> _PAGE EXTRACT_
***

Ariful Azad
Ariful Azad, an assistant professor of intelligent systems engineering at the Luddy School of Informatics, Computing, and Engineering, has been awarded a grant worth $750,000 over five years for research as part of the U.S. Department of Energy’s Early Career Research Program.
Azad’s proposal, “Intelligent Primitives for Scalable Graph Analytics and Learning,” aims to fill the need for high-performance and general-purpose graph analysis and machine learning algorithms to better understand scientific datasets. He will address the challenges of the diversity of scientific data and the heterogeneity of cyberinfrastructure by mapping graph algorithms to a handful of intelligent computational kernels that learn from data sparsity and hardware configurations.
“I am very excited to receive this career-boosting award,” Azad said. “Over the past few years, I have been closely working with two DOE national laboratories (Lawrence Berkeley National Lab and Pacific Northwest National Laboratory) on two exascale computing projects,” Azad said. “This award will support our research team to establish an even stronger collaboration with DOE labs and help us contribute to the science of national priorities.”
The project will also develop flexible and interpretable algorithms for graph embedding and graph neural networks that, in turn, rely on intelligent primitives for performance to solve exascale problems from metagenomics, scientific computing, and graph machine learning.

***

> _RECORD SET_
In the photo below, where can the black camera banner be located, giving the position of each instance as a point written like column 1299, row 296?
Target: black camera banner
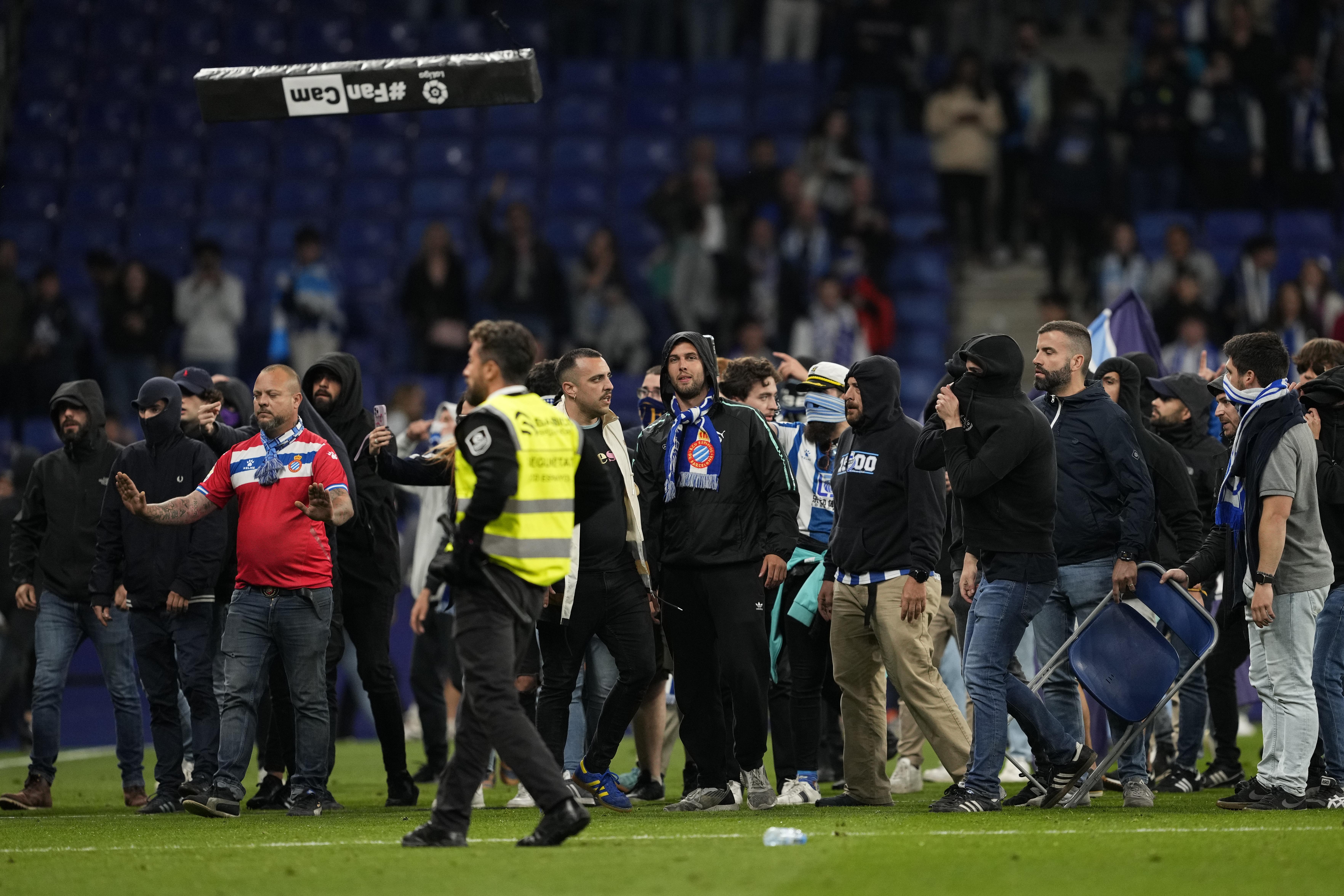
column 369, row 86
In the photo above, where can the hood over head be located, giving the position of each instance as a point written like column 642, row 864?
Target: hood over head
column 880, row 385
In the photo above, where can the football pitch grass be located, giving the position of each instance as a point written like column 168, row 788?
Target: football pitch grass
column 92, row 844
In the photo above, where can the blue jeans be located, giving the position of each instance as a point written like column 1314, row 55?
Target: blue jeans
column 1328, row 680
column 1080, row 590
column 998, row 620
column 58, row 632
column 257, row 631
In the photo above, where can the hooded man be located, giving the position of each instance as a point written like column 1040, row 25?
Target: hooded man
column 170, row 581
column 1001, row 459
column 720, row 522
column 881, row 590
column 52, row 555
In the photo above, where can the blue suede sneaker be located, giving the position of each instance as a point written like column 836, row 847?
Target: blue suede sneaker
column 603, row 786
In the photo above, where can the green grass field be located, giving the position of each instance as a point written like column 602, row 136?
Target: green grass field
column 92, row 844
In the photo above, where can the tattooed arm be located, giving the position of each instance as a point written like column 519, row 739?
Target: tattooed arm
column 183, row 511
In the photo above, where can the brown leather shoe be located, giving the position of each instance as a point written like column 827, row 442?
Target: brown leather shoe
column 35, row 794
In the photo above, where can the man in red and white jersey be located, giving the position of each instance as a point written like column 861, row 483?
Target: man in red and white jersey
column 283, row 600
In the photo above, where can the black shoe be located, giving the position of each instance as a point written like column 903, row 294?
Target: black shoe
column 402, row 792
column 1248, row 792
column 431, row 835
column 163, row 801
column 271, row 794
column 959, row 798
column 1279, row 798
column 1179, row 781
column 558, row 825
column 1062, row 778
column 216, row 802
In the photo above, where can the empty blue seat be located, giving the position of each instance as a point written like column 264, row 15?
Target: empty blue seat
column 579, row 155
column 375, row 156
column 444, row 156
column 440, row 195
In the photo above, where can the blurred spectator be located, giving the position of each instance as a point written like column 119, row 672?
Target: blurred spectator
column 308, row 312
column 210, row 307
column 1152, row 115
column 525, row 281
column 880, row 57
column 1229, row 136
column 1076, row 162
column 1306, row 136
column 435, row 306
column 1123, row 268
column 1182, row 257
column 830, row 162
column 792, row 29
column 963, row 122
column 1288, row 318
column 1026, row 89
column 831, row 330
column 136, row 316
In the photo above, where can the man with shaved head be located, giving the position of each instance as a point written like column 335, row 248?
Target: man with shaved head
column 283, row 597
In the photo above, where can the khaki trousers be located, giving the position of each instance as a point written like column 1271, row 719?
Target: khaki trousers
column 859, row 655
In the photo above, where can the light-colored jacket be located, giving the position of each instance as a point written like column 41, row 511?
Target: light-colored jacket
column 615, row 438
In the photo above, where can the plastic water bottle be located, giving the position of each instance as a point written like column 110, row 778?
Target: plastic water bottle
column 784, row 838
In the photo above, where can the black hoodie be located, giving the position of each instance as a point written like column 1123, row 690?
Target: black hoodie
column 54, row 535
column 369, row 557
column 1181, row 527
column 1001, row 461
column 151, row 559
column 756, row 507
column 889, row 512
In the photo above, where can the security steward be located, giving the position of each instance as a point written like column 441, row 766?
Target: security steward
column 523, row 480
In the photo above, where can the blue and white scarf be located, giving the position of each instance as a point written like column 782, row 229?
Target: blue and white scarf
column 698, row 465
column 273, row 467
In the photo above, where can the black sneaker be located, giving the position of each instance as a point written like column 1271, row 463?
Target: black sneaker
column 1179, row 781
column 216, row 802
column 1248, row 792
column 1279, row 798
column 959, row 798
column 307, row 804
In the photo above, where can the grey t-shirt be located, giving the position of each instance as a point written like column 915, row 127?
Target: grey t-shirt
column 1307, row 558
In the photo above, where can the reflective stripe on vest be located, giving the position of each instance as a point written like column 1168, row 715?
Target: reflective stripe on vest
column 532, row 538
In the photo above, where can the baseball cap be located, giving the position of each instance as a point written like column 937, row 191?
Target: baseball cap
column 194, row 379
column 824, row 375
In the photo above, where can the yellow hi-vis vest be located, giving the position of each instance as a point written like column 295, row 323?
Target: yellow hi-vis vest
column 532, row 538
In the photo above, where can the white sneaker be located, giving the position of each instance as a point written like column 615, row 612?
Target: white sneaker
column 523, row 800
column 937, row 776
column 905, row 778
column 798, row 793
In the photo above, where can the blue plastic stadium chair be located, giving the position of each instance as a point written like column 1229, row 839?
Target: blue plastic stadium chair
column 585, row 155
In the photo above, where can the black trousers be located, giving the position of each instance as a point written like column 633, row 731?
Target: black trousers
column 1234, row 645
column 717, row 632
column 615, row 608
column 174, row 651
column 490, row 639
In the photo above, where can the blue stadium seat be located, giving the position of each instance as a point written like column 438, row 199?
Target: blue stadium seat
column 97, row 198
column 717, row 112
column 235, row 198
column 581, row 115
column 440, row 197
column 580, row 195
column 511, row 155
column 445, row 156
column 156, row 195
column 375, row 156
column 580, row 155
column 302, row 197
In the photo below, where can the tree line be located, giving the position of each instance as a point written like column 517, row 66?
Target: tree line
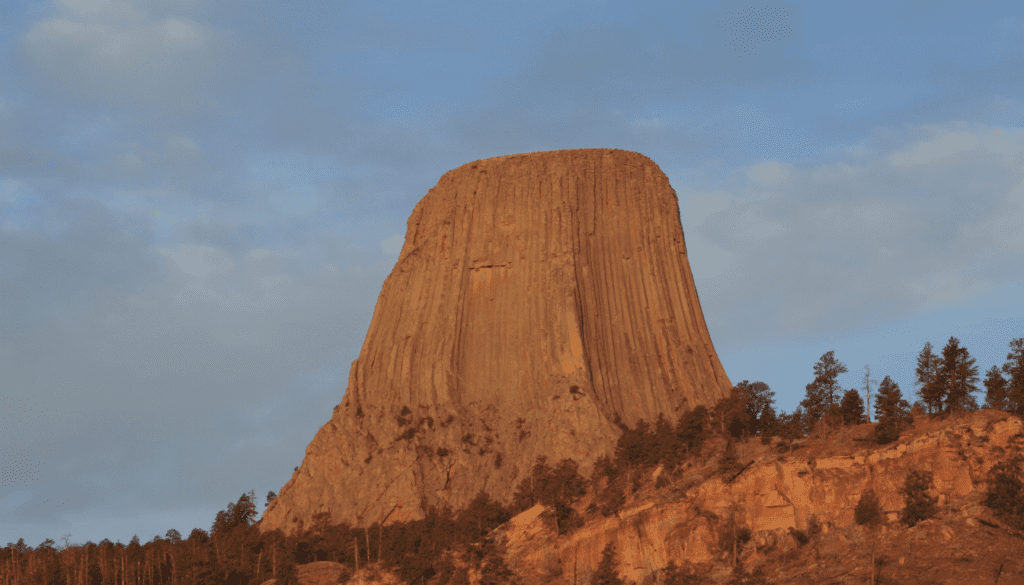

***

> _WHAT YOU NEED TO DO_
a) Turn the article's paragraph beginning "Azad's proposal" into a short bulleted list that keeps its main facts.
b) For each statement, say yes or no on whether it agrees with the article, and quote the words that decide it.
(i) The grant is worth $750,000 over five years.
(ii) Azad has been working with three DOE national laboratories.
(iii) The project will develop algorithms for graph embedding.
Rely only on the article, not on the items.

> _ANSWERS TO THIS EXERCISE_
a)
- Proposal title: "Intelligent Primitives for Scalable Graph Analytics and Learning."
- Aim: meet the need for high-performance, general-purpose graph analysis and machine learning algorithms to better understand scientific datasets.
- Challenges addressed: the diversity of scientific data and the heterogeneity of cyberinfrastructure.
- Approach: map graph algorithms to a handful of intelligent computational kernels that learn from data sparsity and hardware configurations.

b)
(i) Yes: "awarded a grant worth $750,000 over five years"
(ii) No: "I have been closely working with two DOE national laboratories"
(iii) Yes: "develop flexible and interpretable algorithms for graph embedding and graph neural networks"